**Задание**
Перепишите целиком, слово в слово, отрывок о разговорах с Лорис-Меликовым.

**Страница**
***

В моих тогдашних разговорах с Лорис-Меликовым для теперешнего времени почти нет ничего нового, и они имеют лишь некоторое значение для характеристики бывшего диктатора в положении человека «не у дел».

— Я знаю, меня обвиняют в том, что я хотел установить в России визириат. Какой вздор! все дело сводилось к тому, что проектировались регулярные заседания совета министров; но при этом даже и речи не было о постоянном председателе. Должны были собираться по очереди у того или другого; у кого происходило заседание, тот и председательствовал. Далее, предполагалось дела, до того времени восходившие на высочайшее утверждение, разделить на две категории: одни по-прежнему должны были докладываться государю, но предварительно заслушивались в совете министров и только им одобренные представлялись для доклада государю; другие, второстепенные, окончательно решались в совете министров. Ведь трудно себе представить, какие пустяки иногда требуют высочайшего утверждения, например, назначение губернской акушерки. Когда в одном из заседаний совета министров, уже после 1 марта, под председательством самого государя, ему было объяснено это дело, он сказал: «Да это гора свалится с моих плеч», был очень доволен и обнял меня.

— То же насчет конституции, — продолжал Лорис-Меликов, — ничего подобного! Вот что проектировалось. Обыкновенно в декабре бывает сессия губернских земских собраний; так вот в январе депутаты от этих собраний и должны были съезжаться в Петербург для рассмотрения тех проектов, которые правительство считало нркным передать на их предварительное заключение. Эта комиссия имела лишь совещательное значение; ее работы вместе с правительственными проектами должны были поступать в Государственный Совет. Государь (Александр II) говорил мне, что это найдут недостаточным, а я отвечал: «Поверьте, государь, по крайней мере, на три года этого хватит». Будет сделан опыт, который и покажет, насколько есть надобность в дальнейших реформах, насколько в России есть достаточно политически развитой класс.

***

(Фрагменты данных указания точек)
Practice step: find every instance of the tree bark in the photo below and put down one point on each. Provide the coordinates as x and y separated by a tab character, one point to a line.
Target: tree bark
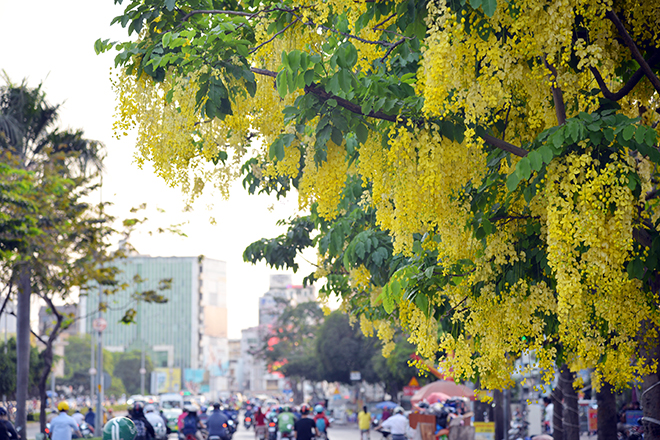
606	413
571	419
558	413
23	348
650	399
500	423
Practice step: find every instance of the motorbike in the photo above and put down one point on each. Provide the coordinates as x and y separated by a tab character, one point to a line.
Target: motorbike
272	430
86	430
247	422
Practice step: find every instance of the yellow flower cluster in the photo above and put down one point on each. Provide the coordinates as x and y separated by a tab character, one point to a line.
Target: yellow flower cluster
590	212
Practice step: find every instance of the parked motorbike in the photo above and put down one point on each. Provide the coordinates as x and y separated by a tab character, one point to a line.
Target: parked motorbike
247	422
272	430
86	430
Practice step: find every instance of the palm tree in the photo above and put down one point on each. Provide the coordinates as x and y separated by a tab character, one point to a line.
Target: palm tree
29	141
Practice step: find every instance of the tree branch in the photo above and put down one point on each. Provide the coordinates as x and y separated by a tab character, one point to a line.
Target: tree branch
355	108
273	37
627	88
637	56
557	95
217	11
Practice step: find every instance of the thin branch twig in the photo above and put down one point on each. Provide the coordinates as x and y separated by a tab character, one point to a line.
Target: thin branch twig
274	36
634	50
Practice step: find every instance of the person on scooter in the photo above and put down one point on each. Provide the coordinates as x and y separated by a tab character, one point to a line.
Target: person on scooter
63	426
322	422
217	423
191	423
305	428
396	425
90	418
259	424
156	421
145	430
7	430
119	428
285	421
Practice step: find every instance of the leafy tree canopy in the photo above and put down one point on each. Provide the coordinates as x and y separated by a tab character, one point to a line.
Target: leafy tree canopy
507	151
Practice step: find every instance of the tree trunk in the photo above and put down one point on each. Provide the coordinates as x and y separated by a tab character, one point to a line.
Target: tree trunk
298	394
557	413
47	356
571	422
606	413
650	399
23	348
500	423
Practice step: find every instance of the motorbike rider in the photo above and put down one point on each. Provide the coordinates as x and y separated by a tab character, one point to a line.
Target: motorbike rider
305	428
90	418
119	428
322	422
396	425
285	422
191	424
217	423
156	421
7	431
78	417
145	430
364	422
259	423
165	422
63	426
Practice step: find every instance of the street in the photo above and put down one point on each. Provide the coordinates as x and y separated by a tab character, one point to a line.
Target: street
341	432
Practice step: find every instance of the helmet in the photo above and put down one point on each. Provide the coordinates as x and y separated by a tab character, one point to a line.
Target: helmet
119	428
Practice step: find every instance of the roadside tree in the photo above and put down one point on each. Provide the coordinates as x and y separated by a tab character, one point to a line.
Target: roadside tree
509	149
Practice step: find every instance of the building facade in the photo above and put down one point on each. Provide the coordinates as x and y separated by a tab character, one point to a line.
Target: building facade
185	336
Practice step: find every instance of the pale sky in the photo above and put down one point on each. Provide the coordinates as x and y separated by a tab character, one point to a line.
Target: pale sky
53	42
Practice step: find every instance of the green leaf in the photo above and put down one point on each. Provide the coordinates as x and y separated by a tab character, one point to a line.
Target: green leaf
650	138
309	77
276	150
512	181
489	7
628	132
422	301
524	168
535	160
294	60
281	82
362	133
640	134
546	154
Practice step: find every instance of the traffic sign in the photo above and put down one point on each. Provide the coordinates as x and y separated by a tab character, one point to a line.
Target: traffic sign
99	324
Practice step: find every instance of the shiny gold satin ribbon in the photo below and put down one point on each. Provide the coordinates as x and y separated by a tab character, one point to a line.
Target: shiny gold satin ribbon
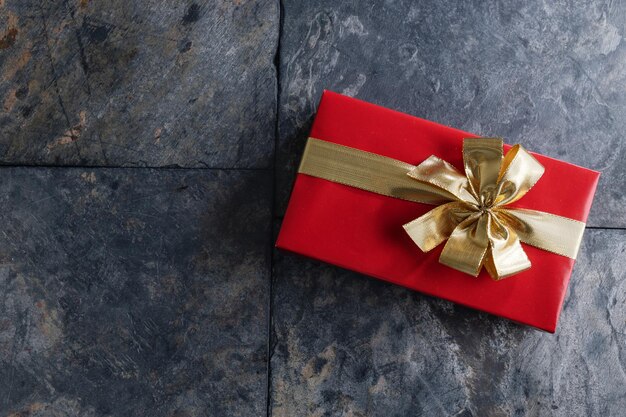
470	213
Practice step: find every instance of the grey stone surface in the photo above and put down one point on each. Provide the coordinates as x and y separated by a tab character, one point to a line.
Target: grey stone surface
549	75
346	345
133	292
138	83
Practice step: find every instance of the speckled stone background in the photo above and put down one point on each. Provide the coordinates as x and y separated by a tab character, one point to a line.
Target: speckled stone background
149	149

***

**Полный ответ**
В моих тогдашних разговорах с Лорис-Меликовым для теперешнего времени почти нет ничего нового, и они имеют лишь некоторое значение для характеристики бывшего диктатора в положении человека «не у дел».

— Я знаю, меня обвиняют в том, что я хотел установить в России визириат. Какой вздор! все дело сводилось к тому, что проектировались регулярные заседания совета министров; но при этом даже и речи не было о постоянном председателе. Должны были собираться по очереди у того или другого; у кого происходило заседание, тот и председательствовал. Далее, предполагалось дела, до того времени восходившие на высочайшее утверждение, разделить на две категории: одни по-прежнему должны были докладываться государю, но предварительно заслушивались в совете министров и только им одобренные представлялись для доклада государю; другие, второстепенные, окончательно решались в совете министров. Ведь трудно себе представить, какие пустяки иногда требуют высочайшего утверждения, например, назначение губернской акушерки. Когда в одном из заседаний совета министров, уже после 1 марта, под председательством самого государя, ему было объяснено это дело, он сказал: «Да это гора свалится с моих плеч», был очень доволен и обнял меня.

— То же насчет конституции, — продолжал Лорис-Меликов, — ничего подобного! Вот что проектировалось. Обыкновенно в декабре бывает сессия губернских земских собраний; так вот в январе депутаты от этих собраний и должны были съезжаться в Петербург для рассмотрения тех проектов, которые правительство считало нркным передать на их предварительное заключение. Эта комиссия имела лишь совещательное значение; ее работы вместе с правительственными проектами должны были поступать в Государственный Совет. Государь (Александр II) говорил мне, что это найдут недостаточным, а я отвечал: «Поверьте, государь, по крайней мере, на три года этого хватит». Будет сделан опыт, который и покажет, насколько есть надобность в дальнейших реформах, насколько в России есть достаточно политически развитой класс.